Text segment:
○ ○ ○ ○

For new possession claims and stayed possession claims brought after 3 August 2020, the claimant landlord using the accelerated procedure must file with the claim form, a notice setting out the knowledge that have as to the effect of Covid-19 on the defendant and their dependants.

Extended notice periods for notices prior to commencing possession claims

A landlord wishing to pursue court proceedings to repossess their property from 21 September 2020, must ensure that a valid notice under S.21 or S.8 of the Housing Act 1988 has been served and the appropriate notice period given to tenants:

  • Notices served between 26 March 2020 and 28 August 2020 – minimum notice period of 3 months
  • Notices served between 29 August 2020 and 31 March 2021 – minimum notice period of 6 months

There are some exceptions to the above, however it is imperative to ‘get it right’ at this stage, as a defective S.21 or S.8 notice can impede the whole foundation of a possession claim resulting in instant dismissal of such claim issued following service of an invalid notice.


Covid-19 Case Marking

Under a new facility for Covid-19 “Case Marking”, a party is now able to request that the court file be marked to highlight any case that is, or is claimed to be a direct consequence of Covid-19. Case Marking is available to both claimant and defendant and the request can be made at any stage, but the party making the request will be required to provide specified information.

The idea behind the court’s Case Marking facility is to assist the court in identifying settlement suitability, listing (whether to take place earlier or later) and to assist in the monitoring of possession claims. The request will usually result in the Marking unless there is an objection by the other party.

○ ○ ○ ○

Data extracts:

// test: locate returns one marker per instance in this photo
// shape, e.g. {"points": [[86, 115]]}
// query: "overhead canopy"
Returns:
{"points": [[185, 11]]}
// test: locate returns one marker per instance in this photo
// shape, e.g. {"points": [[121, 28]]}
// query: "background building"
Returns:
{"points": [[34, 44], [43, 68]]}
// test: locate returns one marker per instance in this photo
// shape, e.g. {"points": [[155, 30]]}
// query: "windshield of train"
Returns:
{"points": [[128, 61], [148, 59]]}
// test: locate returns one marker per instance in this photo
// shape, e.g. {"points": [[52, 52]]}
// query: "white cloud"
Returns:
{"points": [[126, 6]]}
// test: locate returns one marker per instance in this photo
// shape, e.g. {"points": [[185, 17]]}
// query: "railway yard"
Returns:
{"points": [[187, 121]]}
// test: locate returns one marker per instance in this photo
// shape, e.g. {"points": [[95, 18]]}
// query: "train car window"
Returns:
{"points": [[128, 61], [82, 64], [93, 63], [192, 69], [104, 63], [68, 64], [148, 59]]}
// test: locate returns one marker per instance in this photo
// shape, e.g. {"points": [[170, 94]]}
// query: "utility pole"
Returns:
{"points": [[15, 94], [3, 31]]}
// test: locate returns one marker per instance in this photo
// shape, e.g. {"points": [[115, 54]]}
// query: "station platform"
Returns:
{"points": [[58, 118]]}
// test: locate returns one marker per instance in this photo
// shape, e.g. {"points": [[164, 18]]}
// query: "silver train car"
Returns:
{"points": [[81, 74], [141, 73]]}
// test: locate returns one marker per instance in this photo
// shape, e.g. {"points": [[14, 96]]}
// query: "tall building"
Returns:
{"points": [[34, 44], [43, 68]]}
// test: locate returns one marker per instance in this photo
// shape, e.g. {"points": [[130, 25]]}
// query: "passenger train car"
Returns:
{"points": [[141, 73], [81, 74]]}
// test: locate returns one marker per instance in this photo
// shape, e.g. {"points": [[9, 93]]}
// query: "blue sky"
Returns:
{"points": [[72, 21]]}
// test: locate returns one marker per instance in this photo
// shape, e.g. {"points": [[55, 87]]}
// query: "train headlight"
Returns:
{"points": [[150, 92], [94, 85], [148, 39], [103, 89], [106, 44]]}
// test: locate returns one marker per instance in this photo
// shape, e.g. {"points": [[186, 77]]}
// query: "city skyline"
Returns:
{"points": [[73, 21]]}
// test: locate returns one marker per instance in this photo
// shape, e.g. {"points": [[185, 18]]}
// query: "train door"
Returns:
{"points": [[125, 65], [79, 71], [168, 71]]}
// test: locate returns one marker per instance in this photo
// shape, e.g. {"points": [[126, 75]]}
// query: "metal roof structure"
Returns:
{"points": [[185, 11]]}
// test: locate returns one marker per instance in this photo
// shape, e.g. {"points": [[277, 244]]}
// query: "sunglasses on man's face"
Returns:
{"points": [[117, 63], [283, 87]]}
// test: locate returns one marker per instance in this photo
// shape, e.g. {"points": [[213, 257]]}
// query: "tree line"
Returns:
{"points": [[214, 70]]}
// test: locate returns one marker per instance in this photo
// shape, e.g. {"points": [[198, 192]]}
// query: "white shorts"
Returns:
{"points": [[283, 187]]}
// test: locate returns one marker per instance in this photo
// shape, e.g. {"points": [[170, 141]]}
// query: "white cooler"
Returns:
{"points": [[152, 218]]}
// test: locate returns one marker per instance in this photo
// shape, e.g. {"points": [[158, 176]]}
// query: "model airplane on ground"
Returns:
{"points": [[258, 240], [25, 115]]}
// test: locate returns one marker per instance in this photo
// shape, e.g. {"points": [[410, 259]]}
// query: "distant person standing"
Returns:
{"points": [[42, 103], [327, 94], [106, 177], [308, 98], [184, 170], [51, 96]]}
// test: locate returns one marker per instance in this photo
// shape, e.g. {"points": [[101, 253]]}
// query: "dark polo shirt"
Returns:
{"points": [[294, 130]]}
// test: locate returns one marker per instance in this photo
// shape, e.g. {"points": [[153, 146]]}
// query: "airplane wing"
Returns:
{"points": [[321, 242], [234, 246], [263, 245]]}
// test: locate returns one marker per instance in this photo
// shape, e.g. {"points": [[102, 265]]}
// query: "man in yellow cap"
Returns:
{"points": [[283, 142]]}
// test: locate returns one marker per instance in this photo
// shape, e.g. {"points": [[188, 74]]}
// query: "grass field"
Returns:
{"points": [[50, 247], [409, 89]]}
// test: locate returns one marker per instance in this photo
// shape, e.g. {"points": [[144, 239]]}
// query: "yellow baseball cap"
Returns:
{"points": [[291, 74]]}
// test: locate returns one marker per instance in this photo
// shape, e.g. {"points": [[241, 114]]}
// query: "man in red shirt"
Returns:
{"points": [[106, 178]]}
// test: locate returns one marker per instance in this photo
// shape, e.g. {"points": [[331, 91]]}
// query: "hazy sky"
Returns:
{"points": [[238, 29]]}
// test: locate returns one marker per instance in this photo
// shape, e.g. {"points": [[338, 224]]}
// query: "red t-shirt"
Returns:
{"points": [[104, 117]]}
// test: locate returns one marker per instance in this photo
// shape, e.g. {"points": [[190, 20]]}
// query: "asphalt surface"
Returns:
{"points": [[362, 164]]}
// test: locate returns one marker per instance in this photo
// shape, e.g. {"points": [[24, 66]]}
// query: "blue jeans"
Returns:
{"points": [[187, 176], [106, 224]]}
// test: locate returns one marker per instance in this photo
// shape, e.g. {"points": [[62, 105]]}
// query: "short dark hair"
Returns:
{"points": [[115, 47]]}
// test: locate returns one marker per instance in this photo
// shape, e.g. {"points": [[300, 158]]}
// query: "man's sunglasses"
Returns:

○ ○ ○ ○

Work required: In the text on possession claims, copy everything from "A landlord wishing" down to "an invalid notice." and change "minimum notice period" to "minimum period of notice".

Final answer:
A landlord wishing to pursue court proceedings to repossess their property from 21 September 2020, must ensure that a valid notice under S.21 or S.8 of the Housing Act 1988 has been served and the appropriate notice period given to tenants:

  • Notices served between 26 March 2020 and 28 August 2020 – minimum period of notice of 3 months
  • Notices served between 29 August 2020 and 31 March 2021 – minimum period of notice of 6 months

There are some exceptions to the above, however it is imperative to ‘get it right’ at this stage, as a defective S.21 or S.8 notice can impede the whole foundation of a possession claim resulting in instant dismissal of such claim issued following service of an invalid notice.